--- Work instruction ---
Within the records below, repeat each line exactly but keep every picture out of the copy.
··· Task inputs
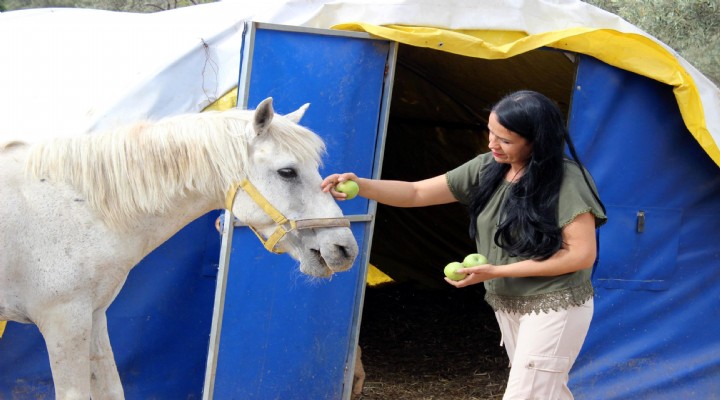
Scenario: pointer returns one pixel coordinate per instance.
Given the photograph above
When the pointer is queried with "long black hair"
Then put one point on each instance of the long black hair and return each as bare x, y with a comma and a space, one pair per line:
528, 225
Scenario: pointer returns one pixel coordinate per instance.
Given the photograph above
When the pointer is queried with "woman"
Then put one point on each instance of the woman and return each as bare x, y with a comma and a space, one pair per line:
533, 214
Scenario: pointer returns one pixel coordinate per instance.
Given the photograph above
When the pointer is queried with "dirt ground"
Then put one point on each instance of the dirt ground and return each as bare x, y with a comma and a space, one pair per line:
421, 344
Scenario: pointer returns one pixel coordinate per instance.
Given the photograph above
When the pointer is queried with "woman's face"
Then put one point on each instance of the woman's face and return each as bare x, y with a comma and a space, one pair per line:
507, 146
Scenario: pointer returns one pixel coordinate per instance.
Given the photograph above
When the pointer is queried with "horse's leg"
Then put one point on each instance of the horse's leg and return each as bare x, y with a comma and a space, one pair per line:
359, 374
104, 380
66, 329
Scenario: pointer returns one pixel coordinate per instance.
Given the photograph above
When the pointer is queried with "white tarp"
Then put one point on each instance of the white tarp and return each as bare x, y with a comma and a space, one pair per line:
70, 71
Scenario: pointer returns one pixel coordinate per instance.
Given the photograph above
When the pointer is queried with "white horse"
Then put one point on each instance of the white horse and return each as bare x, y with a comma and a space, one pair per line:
78, 213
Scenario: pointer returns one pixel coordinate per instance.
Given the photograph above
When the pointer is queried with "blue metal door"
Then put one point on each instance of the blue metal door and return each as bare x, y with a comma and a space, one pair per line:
278, 334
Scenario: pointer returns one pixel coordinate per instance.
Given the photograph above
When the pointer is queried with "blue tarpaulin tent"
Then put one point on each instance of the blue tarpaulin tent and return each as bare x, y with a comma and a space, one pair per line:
199, 316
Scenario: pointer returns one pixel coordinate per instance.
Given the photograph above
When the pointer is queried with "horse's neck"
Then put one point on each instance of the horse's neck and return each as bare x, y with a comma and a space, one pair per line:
155, 229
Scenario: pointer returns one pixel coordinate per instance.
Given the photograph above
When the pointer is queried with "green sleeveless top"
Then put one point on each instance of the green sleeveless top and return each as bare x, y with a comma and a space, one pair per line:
528, 294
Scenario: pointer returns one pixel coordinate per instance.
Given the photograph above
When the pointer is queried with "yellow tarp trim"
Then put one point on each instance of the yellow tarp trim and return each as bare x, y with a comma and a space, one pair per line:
376, 277
631, 52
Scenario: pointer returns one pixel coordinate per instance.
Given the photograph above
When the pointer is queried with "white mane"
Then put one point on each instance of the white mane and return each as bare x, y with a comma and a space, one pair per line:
140, 169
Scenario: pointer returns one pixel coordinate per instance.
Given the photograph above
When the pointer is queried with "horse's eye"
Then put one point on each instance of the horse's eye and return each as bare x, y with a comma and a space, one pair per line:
287, 173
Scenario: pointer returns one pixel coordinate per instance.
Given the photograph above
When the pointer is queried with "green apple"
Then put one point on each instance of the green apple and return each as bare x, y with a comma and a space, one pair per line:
474, 259
450, 271
350, 188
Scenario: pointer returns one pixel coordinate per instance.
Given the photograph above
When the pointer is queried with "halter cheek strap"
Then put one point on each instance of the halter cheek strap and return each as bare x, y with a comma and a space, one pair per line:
284, 225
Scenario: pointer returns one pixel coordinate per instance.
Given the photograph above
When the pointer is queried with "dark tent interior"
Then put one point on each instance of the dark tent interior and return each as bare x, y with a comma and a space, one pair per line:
419, 326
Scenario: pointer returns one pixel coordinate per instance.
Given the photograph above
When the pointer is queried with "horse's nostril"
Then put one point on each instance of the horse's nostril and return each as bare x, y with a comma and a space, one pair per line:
344, 251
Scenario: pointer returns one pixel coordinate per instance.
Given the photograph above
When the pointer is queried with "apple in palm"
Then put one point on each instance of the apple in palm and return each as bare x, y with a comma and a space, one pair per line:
474, 259
349, 187
451, 271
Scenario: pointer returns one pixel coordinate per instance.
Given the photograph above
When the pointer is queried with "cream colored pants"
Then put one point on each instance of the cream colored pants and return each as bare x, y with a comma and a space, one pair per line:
542, 349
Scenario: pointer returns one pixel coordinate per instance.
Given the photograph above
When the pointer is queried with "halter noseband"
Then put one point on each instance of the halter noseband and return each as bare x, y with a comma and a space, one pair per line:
280, 220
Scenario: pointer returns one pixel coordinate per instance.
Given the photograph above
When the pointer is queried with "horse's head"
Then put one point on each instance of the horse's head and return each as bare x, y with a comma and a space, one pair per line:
281, 198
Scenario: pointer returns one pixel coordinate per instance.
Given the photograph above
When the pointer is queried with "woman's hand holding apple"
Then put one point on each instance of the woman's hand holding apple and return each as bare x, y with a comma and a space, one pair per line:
330, 185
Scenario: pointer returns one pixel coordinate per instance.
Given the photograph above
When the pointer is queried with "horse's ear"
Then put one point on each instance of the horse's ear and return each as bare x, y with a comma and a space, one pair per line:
263, 116
297, 115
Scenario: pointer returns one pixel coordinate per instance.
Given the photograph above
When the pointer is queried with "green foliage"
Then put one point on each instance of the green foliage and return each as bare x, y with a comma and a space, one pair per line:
112, 5
690, 27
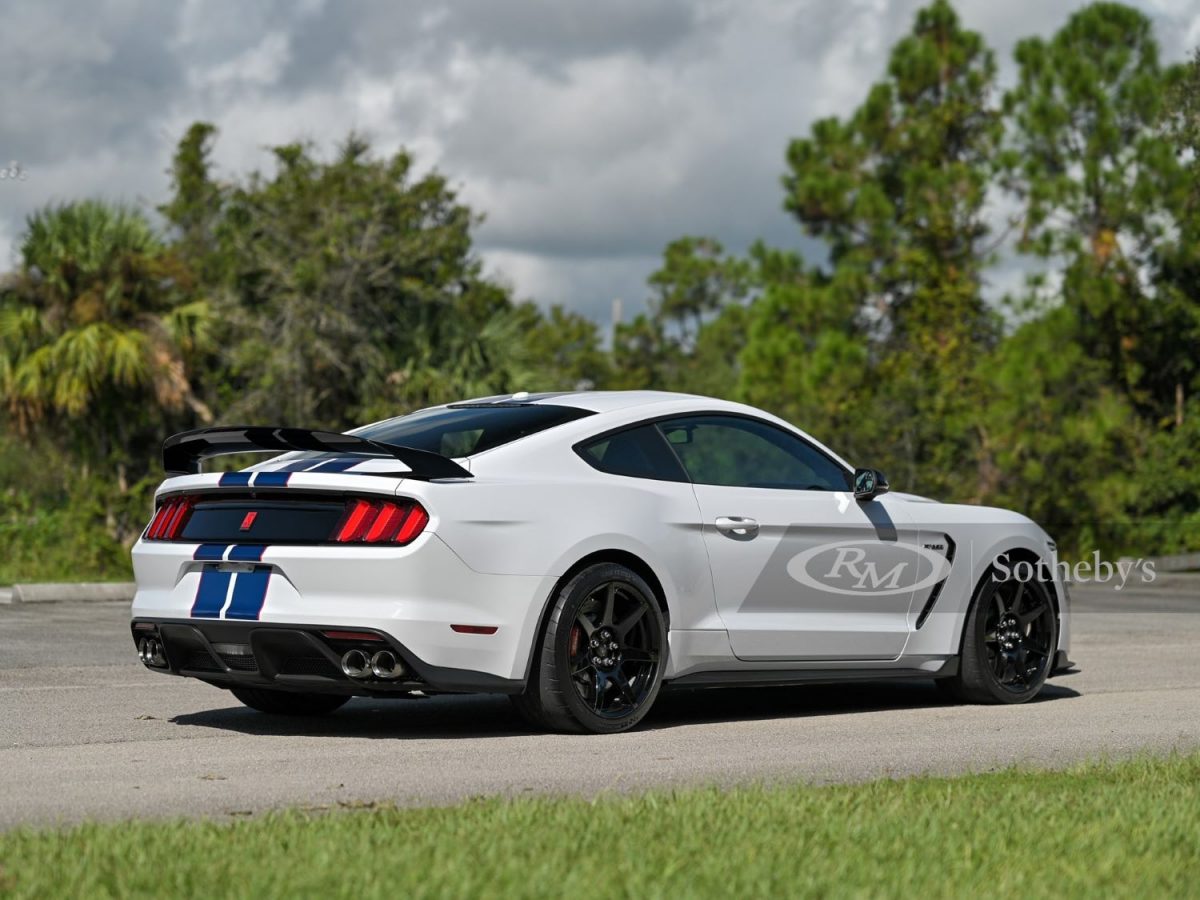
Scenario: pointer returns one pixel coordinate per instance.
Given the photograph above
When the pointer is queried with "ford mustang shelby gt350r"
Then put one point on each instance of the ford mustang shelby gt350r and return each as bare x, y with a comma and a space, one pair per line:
577, 551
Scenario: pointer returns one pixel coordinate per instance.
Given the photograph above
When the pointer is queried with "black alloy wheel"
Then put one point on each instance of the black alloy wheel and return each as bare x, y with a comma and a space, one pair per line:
1009, 640
599, 664
615, 649
1019, 630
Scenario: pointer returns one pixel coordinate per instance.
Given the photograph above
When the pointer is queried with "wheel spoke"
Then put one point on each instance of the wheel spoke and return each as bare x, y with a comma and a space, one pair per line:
601, 685
610, 603
624, 689
1019, 594
627, 623
1025, 619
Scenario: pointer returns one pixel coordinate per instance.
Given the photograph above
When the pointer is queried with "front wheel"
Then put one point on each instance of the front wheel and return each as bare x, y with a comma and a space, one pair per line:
599, 665
1008, 642
288, 702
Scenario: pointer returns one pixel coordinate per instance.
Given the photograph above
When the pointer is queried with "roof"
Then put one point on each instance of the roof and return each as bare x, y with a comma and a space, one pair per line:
610, 401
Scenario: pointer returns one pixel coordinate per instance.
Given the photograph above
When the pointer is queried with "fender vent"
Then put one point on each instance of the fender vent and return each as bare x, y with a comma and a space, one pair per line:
······
--- Solution for this task ---
Scenario: pointer returns one pixel coordinate per instance.
Given the photograph above
When the pointer is queried with "long black hair"
Then put one point on each instance of the long black hair and return each as bare x, y with a comma and a space, one pair per line:
528, 225
Scenario: pointer returns one pixel coordinate per instance.
Given the photograph above
When the pointer is queried with "woman"
Then put one point on each instance of the woman and return each as bare x, y with a comma and a space, one pair per line:
533, 214
Scenario: pointer returns one pixel coordinate per instance.
Given the photograph above
When the pointer is queried with "dirt ground"
Then put one point on each instance of the dirt ground and return each as bare x, y with a comma and a space, one pair per line:
421, 344
Scenario: pointer returns one pixel coordinate per instance.
Given the photograph above
When the pointer is queried with "woman's face"
Then put one point on each instance of the woman's face and return each as bare x, y with a comma and a space, one pair per line:
507, 146
Scenario: pointer returns one pixel coordinate per instance.
Given the photograph above
When the pointer is queried with "horse's leg"
Then put one point on each instance of the horse's leg and return each as bare x, y with a comma and a space, one pair per line:
359, 374
104, 380
66, 329
Scenario: pointer returns one pixel coordinate per instance.
Given the photograph above
When the pointer is queried with "white tarp"
Then put one point on each instance of the white tarp and return each as bare x, y with a comma and a space, one pair per line:
70, 71
Scenario: pointer returns one pixel coordinate per instance.
Given the photograph above
When the pointer is queried with "white horse"
Then put one point on each instance of the white horse and return each as bare x, y with a comma and a space, one pair per line:
78, 213
Scenario: pointer returns one pixel coordinate per instance.
Given the photograph above
When the pointer is queried with "blue metal door"
Then put one point on each instance of the blue metal door and return each as bare x, y with a comma and a space, one pair per line:
278, 334
Scenario: pointer returns one pixel coordinate per instance.
Given the photograph above
When the pointer is queried with "blue tarpaulin tent"
Then put one point on each instance of the blue tarpaulin tent and return each as bare x, y with a comma and a space, one pair per line:
199, 316
Scenario: pointer returns one pixel coordinate per instance.
Given the photograph above
When the pointer is queried with "horse's neck"
Then put one point on each instance of the horse's neck and return each as bare x, y with a comma and a space, one pair per line:
155, 229
Scenario: pointer returns one pixel coordinate per instance.
Given the photograph above
When the pointer is queried with "green sleeveless top"
Then put one point on each instance of the green sleeveless top and return each as bare x, y with a comma and a space, one pair per line:
528, 294
Scenario: pointer returns one pixel coordinate per instance.
Given the photograph above
When the pointer is queried with "yellow tarp trim"
Then put one point on each instance of the yellow tarp trim and return each as bare x, y with a comma and a space, one pair per line:
376, 277
631, 52
Scenario: pointer returns one pixel coordinate per instance.
Given the photograph above
When the pointer is queried with "white mane"
Then put one point on each instance of the white mane and return each as bare x, y with a comma and a space, one pair per line:
140, 169
Scenario: pointer returns one pixel coordinate per instance.
Given the photograph above
When the pointer is queried with "horse's eye"
Then put one point on each instance of the horse's eye and return each as bare x, y with a comma and a space, one pair per line:
287, 173
Scenario: pointer returns one pixel coordinate per instance.
Given the photograph above
When the pointer is queried with "green apple"
Then put one point on each instance of the green apple and return each as bare x, y with a comma and a space, one pair per line:
474, 259
450, 271
350, 188
Scenario: pointer returns one pixel coordinate per instance.
Given the photograph above
When the pointer is queried with "halter cheek strap"
Then put one point on each instance of the halter cheek strap and return each as bare x, y with a comma and a space, one pair per line:
284, 225
Scenario: pointer returns one pixel coordinate per instance.
Given the photograph above
When the pointer is queried with "dark tent interior"
Then put one point on each instance of the dark tent interior and return each as bare x, y with a comma and a space, one pair per line:
419, 326
Scenario: pointer returns one pixel coordinate per instance.
Given the photograph above
When the pointer is queried with "horse's nostril"
Then put one point on each instance of the horse's nostril and return each as bare x, y with a comma and a space, one pair per line:
344, 251
Scenario: pointer returns one pixel coordinate per instance.
Given the photograph above
When the pointer is queried with "apple in palm"
Then put one point on each instance of the apple in palm and return each as bare x, y with a comma and a space, one pair per line:
474, 259
349, 187
451, 271
Scenario: pointer returns one pixel coordinate per instance.
Given the photograph above
When the pointer is queried with "cream colored pants"
Then put one point on each instance of the cream colored pants and return each as bare x, y with a comma and a space, one pair per line:
542, 349
Scenario: pointer returns one pixel coordinate per instance.
Given the photograph above
When the pointer is queried with "halter noseband"
Then put one point on each instance of the halter noseband and return each as bare x, y with a comma and a space, one pair per line:
280, 220
Scenario: pointer returns one pixel coordinate per instance.
Given the photograph above
When the pointer is queried with "horse's head"
Then put one point on each instance of the horse's head and return each as bare x, y with a comma and a space, one pair per line:
281, 198
Scenario: pointer returns one pixel coordinate per instance.
Given the photograph above
When the pointer is queried with "woman's hand holding apple"
Then put one point on each instance of the woman's hand holding apple and return each as bare x, y with a comma and a space, one pair per line:
330, 185
Scenario: pointer returns one pixel coordinate per instance.
Given the photograph above
When the pointer is queried with "horse's ear"
Then put one point on each instance of the horse's ear and return each as bare x, y with a comma and a space, one pair per line:
263, 116
297, 115
Scenario: pointer returns one pixel coordinate per instance.
Given the photograph above
When the pointer is queried with "green foliage"
Then put one point on each instance of the green foliage and return each as bare x, y with a comma and a space, one pair per line:
112, 5
690, 27
Scenario: pointer returns one pixel coordinate per instance.
Given the photograph above
When the pointer is queried with "ford mustang shelby gt350r"
Then put one point on each instance of the ford mustang shelby gt350r and return each as bare x, y with a comma and a space, one pair per line:
577, 551
Scenario: pointer returns one pixel coordinate per instance.
Given the photograph above
When the pointer is queried with "black alloy wheel"
Then put one point on each instance of the black alloy wheel and return each as bare x, y with a comma and a space, one pair per line:
1009, 640
599, 664
615, 649
1019, 630
Scenario: pointer returns one pixel coordinate per instance.
Given the photograph above
When the pointer is queried with "wheel spoke"
Then put one point on each instance of the wheel spoke and return each as bare x, y with a comma and a space, one pair per line:
601, 685
610, 603
624, 689
1019, 594
627, 623
1025, 619
Scenario: pointer returns one pixel coordinate per instance.
Given the photograph above
When the pointer is queried with "front wheel"
Then put one point on each instance of the front wheel and return each as bare x, y with a comma and a space, one pair per line:
599, 665
1008, 642
288, 702
Scenario: pointer returns one pixel coordinate per instance.
Given the photograph above
When the pointer is queried with "roof"
Then put one point on each instance of the roof and return each as bare x, y with a comma and a space, one pair per line:
610, 401
Scenario: pointer returns one pixel coordinate per instance.
Given the photograph above
When the pointer is queried with "fender vent"
Then put one point on each instance of the fender vent and return each as bare x, y with a comma and a space, one pair per line:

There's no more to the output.